* Given passage
####

The Windsor Farms neighborhood — historically considered one of the “best” neighborhoods for real estate investment during redlining — tends to be predominately white and imprisons virtually no one. Across the city, the neighborhood of Gilpin imprisons residents at a rate of 2,496 per 100,000. Gilpin was considered one of the most “hazardous” areas during redlining, and remains a predominantly Black neighborhood.
Among localities with populations of at least 200,000, Richmond is considered one of the most racially segregated cities in the nation. And research has shown that policing tends to target poor communities and neighborhoods composed of people of color, in particular, Black people. This is true in Richmond, where the city’s population is 46% Black, but Black people make up 78% of the city’s arrests and are more than three times more likely to be arrested for low-level offenses than non-Hispanic white Richmond residents.6 While we do not have arrest or incarceration rates by income level, we do know that Richmond residents tend to be poorer than the rest of the state: 21% of Richmond city residents live in poverty, compared to 9.2% of Virginia residents living in poverty. Compared to other similar-sized Virginia cities like Virginia Beach, Norfolk, and Chesapeake, Richmond has the highest portion of the city population living in poverty and evidence suggests that poverty is highly concentrated in Richmond’s Black neighborhoods.
With this in mind, it is not surprising to find that incarceration rates also tend to follow neighborhood divisions. Approximately 96% of Richmond residents live in a neighborhood that is missing at least one person to prison or jail, but the incarceration rates range widely between neighborhoods.
More than half of everyone incarcerated from Richmond, for example, come from just 22 of the city’s more than 140 neighborhoods. All of those high-incarceration neighborhoods are located in the southern and northeastern parts of the city, leaving the central and western parts of the city with fewer people incarcerated and with lower incarceration rates.
Historically, Richmond is one of the starkest examples of redlining in the country. In the 1930s, the federal government rated the “riskiness” of real estate investment in different neighborhoods, resulting in rating non-white neighborhoods as “hazardous” and beginning a cycle of disinvestment in these predominately Black and immigrant neighborhoods. A 2019 study of formerly redlined neighborhoods in over 100 cities found that these neighborhoods are lower-income and are more likely to be home to Black and Hispanic or Latino residents. The neighborhoods with the highest incarceration rates in 2020 are also the neighborhoods that were “redlined” in the mid-20th century. Decades of systematic oppression and divestment from these poorer communities of color — which we know are overpoliced — have left these historically redlined communities particularly vulnerable to Virginia’s modern-day reliance on mass incarceration.

####

* Given exercise a
Reproduce the portion of the passage on incarceration in Richmond between "The Windsor Farms" and "predominantly Black neighborhood.", inclusive.

* Exercise data
####

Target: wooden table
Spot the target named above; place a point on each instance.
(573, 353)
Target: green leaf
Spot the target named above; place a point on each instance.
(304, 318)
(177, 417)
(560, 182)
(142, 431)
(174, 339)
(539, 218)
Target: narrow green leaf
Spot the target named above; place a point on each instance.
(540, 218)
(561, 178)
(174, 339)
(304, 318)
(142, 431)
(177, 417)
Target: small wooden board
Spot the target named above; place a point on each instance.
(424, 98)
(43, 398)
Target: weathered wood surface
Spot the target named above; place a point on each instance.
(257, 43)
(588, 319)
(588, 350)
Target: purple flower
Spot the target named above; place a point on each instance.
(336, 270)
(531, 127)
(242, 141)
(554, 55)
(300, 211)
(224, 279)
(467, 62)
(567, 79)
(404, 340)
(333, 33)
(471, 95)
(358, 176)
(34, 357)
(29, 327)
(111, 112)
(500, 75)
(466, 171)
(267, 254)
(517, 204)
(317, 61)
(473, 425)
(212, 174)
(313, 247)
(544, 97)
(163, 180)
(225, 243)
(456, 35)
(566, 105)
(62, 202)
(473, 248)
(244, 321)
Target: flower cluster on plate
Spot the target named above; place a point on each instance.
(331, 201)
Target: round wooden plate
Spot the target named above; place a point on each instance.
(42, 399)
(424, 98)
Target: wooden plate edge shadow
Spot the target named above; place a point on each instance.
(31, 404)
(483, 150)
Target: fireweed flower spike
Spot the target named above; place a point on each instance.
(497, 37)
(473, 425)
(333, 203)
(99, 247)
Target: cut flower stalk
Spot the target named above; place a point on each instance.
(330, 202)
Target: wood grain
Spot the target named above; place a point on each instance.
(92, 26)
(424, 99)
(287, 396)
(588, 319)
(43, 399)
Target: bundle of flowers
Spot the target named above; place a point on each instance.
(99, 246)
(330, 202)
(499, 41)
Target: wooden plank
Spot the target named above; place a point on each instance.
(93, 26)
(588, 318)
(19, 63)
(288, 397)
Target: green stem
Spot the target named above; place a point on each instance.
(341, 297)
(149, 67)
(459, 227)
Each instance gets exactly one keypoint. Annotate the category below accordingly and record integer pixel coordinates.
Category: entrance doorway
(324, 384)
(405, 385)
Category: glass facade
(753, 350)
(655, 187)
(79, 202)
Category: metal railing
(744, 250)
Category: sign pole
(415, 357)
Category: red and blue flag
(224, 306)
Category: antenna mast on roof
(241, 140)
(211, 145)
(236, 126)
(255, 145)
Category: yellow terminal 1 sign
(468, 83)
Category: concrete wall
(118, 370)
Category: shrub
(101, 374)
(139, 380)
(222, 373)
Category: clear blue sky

####

* Given exercise b
In the records, rewrite the lines from the one holding "Category: red and blue flag" through the end, inclusive, swapping "shrub" for "bush" and leaving everything else as is.

* Final answer a
The Windsor Farms neighborhood — historically considered one of the “best” neighborhoods for real estate investment during redlining — tends to be predominately white and imprisons virtually no one. Across the city, the neighborhood of Gilpin imprisons residents at a rate of 2,496 per 100,000. Gilpin was considered one of the most “hazardous” areas during redlining, and remains a predominantly Black neighborhood.

* Final answer b
Category: red and blue flag
(224, 306)
Category: antenna mast on roof
(241, 140)
(211, 145)
(236, 126)
(255, 145)
Category: yellow terminal 1 sign
(468, 83)
Category: concrete wall
(118, 370)
Category: bush
(101, 374)
(139, 380)
(222, 373)
Category: clear blue sky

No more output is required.